OBJECTIVE: Reproduce the line that holds "Place one keypoint per instance of the cabinet hardware" together with all the lines after it up to the end of the entries.

RECORDED INFORMATION:
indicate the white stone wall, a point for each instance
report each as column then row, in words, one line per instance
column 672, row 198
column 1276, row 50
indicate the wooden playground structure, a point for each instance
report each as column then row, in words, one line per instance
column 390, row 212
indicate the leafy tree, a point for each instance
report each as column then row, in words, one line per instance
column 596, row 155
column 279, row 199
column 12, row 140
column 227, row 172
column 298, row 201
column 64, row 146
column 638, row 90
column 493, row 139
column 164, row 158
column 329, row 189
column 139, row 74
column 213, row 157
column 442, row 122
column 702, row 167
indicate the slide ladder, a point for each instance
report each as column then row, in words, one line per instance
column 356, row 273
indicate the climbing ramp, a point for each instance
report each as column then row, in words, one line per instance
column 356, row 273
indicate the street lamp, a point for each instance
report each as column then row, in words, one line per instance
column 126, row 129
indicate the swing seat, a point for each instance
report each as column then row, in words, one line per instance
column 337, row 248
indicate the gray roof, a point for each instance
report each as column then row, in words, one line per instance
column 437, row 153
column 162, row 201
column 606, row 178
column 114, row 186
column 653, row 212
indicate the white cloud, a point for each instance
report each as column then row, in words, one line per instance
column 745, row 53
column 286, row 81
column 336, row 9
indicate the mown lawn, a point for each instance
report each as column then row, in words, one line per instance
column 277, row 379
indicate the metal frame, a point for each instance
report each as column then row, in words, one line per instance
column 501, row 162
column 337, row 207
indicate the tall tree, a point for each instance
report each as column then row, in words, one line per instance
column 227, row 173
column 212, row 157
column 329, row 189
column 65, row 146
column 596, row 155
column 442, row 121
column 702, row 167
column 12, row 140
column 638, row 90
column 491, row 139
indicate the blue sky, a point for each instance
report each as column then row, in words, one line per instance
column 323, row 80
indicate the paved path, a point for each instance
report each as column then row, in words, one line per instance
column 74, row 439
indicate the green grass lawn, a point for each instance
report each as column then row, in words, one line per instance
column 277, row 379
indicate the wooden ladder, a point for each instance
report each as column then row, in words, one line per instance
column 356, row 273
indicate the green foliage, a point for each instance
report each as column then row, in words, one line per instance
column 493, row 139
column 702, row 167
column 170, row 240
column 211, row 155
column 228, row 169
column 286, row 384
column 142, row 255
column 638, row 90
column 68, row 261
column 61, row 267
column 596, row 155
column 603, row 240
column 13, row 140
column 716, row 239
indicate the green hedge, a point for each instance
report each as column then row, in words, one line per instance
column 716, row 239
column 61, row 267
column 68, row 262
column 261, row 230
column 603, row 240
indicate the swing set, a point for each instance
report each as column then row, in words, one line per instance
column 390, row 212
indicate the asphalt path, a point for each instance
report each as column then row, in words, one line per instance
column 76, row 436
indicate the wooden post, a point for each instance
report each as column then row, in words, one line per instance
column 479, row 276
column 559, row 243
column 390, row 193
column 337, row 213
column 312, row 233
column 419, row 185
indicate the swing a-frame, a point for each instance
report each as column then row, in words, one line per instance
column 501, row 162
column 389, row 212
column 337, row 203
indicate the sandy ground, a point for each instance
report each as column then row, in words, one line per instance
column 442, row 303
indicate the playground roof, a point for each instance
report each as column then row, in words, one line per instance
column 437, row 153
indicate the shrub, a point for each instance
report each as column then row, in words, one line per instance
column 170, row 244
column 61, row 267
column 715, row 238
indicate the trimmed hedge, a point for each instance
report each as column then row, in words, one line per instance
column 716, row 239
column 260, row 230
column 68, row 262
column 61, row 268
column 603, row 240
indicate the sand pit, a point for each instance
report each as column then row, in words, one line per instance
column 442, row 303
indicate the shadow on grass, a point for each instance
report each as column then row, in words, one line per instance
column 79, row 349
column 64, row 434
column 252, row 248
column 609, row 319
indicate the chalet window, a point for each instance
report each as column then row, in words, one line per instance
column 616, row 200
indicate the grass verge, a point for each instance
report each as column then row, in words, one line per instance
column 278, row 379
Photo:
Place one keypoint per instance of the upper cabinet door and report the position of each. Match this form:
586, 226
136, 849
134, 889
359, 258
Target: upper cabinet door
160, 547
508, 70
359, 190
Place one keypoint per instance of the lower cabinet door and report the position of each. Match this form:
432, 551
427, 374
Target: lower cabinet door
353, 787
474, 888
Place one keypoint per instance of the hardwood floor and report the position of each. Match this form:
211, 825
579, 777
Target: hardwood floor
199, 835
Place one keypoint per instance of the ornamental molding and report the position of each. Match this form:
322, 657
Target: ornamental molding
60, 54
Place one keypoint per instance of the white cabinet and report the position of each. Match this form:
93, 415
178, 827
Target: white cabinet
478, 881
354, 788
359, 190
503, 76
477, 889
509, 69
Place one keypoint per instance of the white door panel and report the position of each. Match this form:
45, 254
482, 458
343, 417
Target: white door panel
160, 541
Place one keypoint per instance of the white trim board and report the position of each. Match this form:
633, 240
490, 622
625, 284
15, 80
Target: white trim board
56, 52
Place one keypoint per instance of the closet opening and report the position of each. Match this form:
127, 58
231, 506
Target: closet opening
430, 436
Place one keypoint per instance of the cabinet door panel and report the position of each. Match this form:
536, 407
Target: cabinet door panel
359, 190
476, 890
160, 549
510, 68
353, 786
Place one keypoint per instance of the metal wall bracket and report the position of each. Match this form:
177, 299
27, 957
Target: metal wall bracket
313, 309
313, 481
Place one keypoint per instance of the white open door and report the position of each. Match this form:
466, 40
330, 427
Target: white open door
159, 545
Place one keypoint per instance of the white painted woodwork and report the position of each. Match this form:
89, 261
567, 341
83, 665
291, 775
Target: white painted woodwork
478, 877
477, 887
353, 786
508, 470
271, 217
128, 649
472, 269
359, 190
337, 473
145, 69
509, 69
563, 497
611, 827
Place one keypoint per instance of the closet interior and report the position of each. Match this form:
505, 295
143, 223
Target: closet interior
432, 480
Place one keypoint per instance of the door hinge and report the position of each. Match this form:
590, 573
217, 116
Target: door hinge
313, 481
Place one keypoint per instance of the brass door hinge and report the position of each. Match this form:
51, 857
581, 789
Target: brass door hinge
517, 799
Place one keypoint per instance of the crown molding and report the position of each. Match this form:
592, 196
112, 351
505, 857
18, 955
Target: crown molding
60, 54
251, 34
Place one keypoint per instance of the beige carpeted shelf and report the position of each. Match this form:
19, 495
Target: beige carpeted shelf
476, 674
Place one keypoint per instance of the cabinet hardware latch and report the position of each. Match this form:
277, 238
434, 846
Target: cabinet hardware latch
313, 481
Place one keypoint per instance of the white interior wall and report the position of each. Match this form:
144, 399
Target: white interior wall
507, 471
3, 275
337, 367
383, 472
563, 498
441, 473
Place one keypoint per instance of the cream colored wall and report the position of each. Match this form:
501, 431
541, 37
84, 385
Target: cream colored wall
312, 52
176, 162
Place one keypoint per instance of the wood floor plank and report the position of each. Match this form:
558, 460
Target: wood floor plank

FULL RESPONSE:
Place one keypoint per instance of the cabinet hardware latch and report the position of each. Match this form:
277, 238
434, 846
Target: cabinet hardware latch
313, 481
Place one keypoint per instance of the white interior wall and report the position of each. Match this form:
144, 399
Target: white interior wall
507, 471
3, 275
337, 367
383, 472
563, 498
441, 473
Place one keypoint per instance of the cream colored wall and report the position of each. Match this form:
501, 431
541, 37
84, 385
Target: cream colored wall
312, 52
176, 162
Place one keypoint per instance of the wood floor plank and report the position of each. Match this form:
558, 460
Target: wood floor plank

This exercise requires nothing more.